» Selected text:
This is true of any meeting containing more than one person. (A single-person meeting, of course, ought not, in a sensible mind, count, at least since Otto Büchstein asserted its incoherence through his maxim “convenimus ergo es”).
This is because the distribution of arrival times to the meeting is asymmetrically distributed at or past the scheduled start time. No one[1] arrives early, some people arrive late, and experienced meeting participants know of this asymmetric distribution and therefore time their own arrival to the expected functional starting time of the meeting, which in turn further retards that average start time.

The functional starting time of a meeting is, thus not a constant but a variable, proportional to its intended population, but conditioned by the cultural disposition of its members. A meeting in Switzerland will start on time regardless of how many attendees are expected due to the overwhelming power of früheankunftfreude, whose effects are barely felt in London.

As with the Heisenberg uncertainty principle in physics, there are logical indeterminacies involved with congregating in a business environment. these have led to a recent extension of the JC’s first law, thus:

A meeting with a definite justification has only an approximate probability of actually taking place, whereas the point of a meeting which is certain to go ahead can only be explained in a vague and probabilistic fashion, using words like “well...,” and “sort of” and “to be honest —”

Since, per Heisenberg, existence and justification cannot be simultaneously determined, it leads to the inevitable conclusion that a meeting that one is presently attending — that is, one that definitely, right now, exists — can only have, at best, an indeterminate point, whereas the sort of meeting one would like to have — one which solves perennial problems, achieves useful things quickly, simply and effectively, and which imbues its attendee with a sense of vitality, vigour and purpose — those kinds of meetings cannot be certain to happen at all and, if they do happen, are likely to be highjacked for some ulterior, indeterminately consequential purpose.

See also

References

  1. Outside the German-speaking countries: Peculiar cultural factors (particularly späteankunftschande and früheankunftfreude) are at work here which can skew the calculation, but do not displace the general thrust of the theory.

» Collected material:
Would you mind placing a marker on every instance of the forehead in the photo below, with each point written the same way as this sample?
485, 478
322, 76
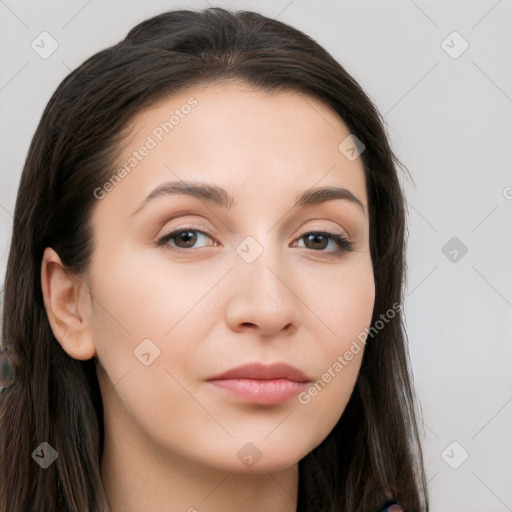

» Prompt A:
Answer these from the piece on meetings:
(i) What maxim did Otto Büchstein use to assert the incoherence of a single-person meeting?
(ii) In which country will a meeting start on time no matter how many attendees are expected?
(iii) Which principle in physics is the logical indeterminacy of meetings compared to?
» Prompt B: Write out the part of the piece on meetings starting with "Since, per Heisenberg, existence" and going on through "indeterminately consequential purpose.".
The listing above has nothing to do with what comes next.

» Right answer A:
(i) "convenimus ergo es"
(ii) Switzerland
(iii) The Heisenberg uncertainty principle

» Right answer B:
Since, per Heisenberg, existence and justification cannot be simultaneously determined, it leads to the inevitable conclusion that a meeting that one is presently attending — that is, one that definitely, right now, exists — can only have, at best, an indeterminate point, whereas the sort of meeting one would like to have — one which solves perennial problems, achieves useful things quickly, simply and effectively, and which imbues its attendee with a sense of vitality, vigour and purpose — those kinds of meetings cannot be certain to happen at all and, if they do happen, are likely to be highjacked for some ulterior, indeterminately consequential purpose.